## STATED GOAL A
What is the name of the worldwide cellular satellite system described in the satellite communications handout?
## STATED GOAL B
Set down the passage of the satellite communications handout between "Labs written for" and "Observatory after Christmas.)", inclusive.

## TEXT SEGMENT
================

Labs from Chicago, Fall 1993 :
Dr. Jim Sweitzer
The Packsat Project.
Labs written for the CARA Space Explorers, Fall 1993
This is meant to be handed out to the students.
Satellite Communications: The Packsat Project
(We will also do a session up at Yerkes Observatory after Christmas.)
Satellite communications are vital to the workings of our modern world.
Many of your telephone calls and almost all of the TV you watch relies
upon a satellite at some point to relay the communications you receive. In
fact, satellite communications is probably the biggest benefit of all the
money we have spent in the space age.
In this short course you are going to become an expert in understanding
basically how satellites work and how they can be used for
communications. In fact, with a lot of hard work and a little luck, we
should be able to communicate directly with a Russian satellite.
We will also learn about two very advanced communications technologies.
Packet communications is where the information is sent in digital bursts.
This is how computers "talk" with one another. We will see first hand how
this technology works and try to listen to satellites talking with one
another using "packets" of information. Finally, we will learn how
cellular telephone communications work and even investigate a new
system of satellites that will be launched soon that is a big cellular
system that covers the entire Earth. It's called Iridium.
Part of the reason in doing this class is so that you will be prepared for
future work we will be doing with amateur radio and satellites. The Space
Explorers program has an application into NASA to contact an upcoming
Shuttle mission. You will be taking a ham radio class next year and this
will be useful for that class. The college is about ready to purchase a
radio that will allow us to communicate with satellites. We will also
probably be experimenting with satellite communications at both the
North and South Poles. Most of all, however, it is just an interesting way
to learn some physics you will need later in high school and college.

================

## COLLECTED MATERIAL
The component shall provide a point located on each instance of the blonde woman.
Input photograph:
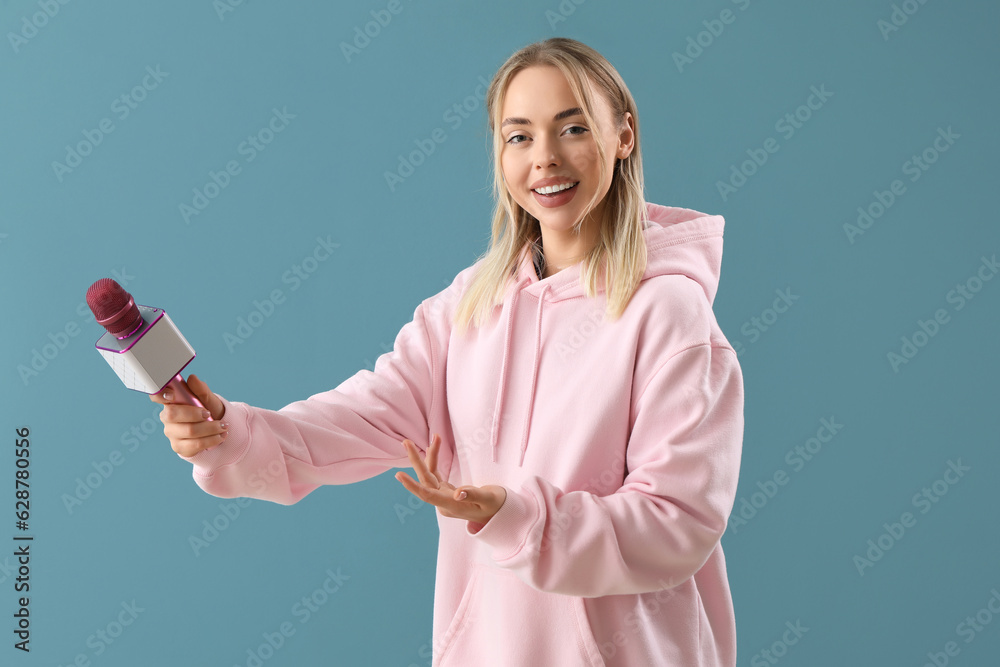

================

## CORRECT ANSWER A
Iridium.

## CORRECT ANSWER B
Labs written for the CARA Space Explorers, Fall 1993
This is meant to be handed out to the students.
Satellite Communications: The Packsat Project
(We will also do a session up at Yerkes Observatory after Christmas.)